> _EXERCISE_: Could you output each line of the data that follows exactly?

> _RECORDED DATA_:
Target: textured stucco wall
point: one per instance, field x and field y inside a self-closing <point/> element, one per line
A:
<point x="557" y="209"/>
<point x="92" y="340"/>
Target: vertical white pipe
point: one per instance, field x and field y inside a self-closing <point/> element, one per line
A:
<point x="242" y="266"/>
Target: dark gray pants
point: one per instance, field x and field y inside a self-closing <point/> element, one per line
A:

> _WRITTEN RESPONSE_:
Target: textured stucco wall
point: one per instance, field x and field y inside a self-closing <point/> element, one per line
A:
<point x="557" y="209"/>
<point x="92" y="340"/>
Target: vertical white pipe
point: one per instance, field x and field y inside a self-closing <point/> element, one per line
A:
<point x="242" y="266"/>
Target: dark gray pants
point: one per instance, field x and field y inside a self-closing <point/> element, one per line
A:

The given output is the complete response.